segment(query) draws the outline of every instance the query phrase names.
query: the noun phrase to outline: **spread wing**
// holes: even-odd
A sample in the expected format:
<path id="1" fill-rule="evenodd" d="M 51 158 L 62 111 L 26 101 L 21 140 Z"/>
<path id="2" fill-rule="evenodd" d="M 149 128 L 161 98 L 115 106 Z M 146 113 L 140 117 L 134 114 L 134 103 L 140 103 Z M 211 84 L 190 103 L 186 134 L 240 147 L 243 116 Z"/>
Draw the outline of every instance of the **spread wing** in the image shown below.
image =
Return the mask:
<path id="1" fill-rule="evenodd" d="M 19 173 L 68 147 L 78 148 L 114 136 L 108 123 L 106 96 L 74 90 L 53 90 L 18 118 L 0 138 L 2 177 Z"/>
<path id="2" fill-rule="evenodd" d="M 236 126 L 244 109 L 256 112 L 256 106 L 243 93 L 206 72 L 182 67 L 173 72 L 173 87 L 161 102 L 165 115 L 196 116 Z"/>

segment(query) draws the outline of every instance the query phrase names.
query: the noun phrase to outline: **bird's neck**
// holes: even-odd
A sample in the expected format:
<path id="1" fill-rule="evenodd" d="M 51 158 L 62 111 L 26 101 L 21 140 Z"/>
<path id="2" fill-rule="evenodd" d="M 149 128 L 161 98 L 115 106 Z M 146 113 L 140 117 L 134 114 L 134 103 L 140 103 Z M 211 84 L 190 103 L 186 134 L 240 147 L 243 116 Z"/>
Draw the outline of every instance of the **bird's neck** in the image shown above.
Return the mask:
++++
Identify every row above that contains the word "wing", and copy each of those rows in full.

query: the noun phrase to outline: **spread wing**
Draw the outline of every instance of the **spread wing** in the image shown below.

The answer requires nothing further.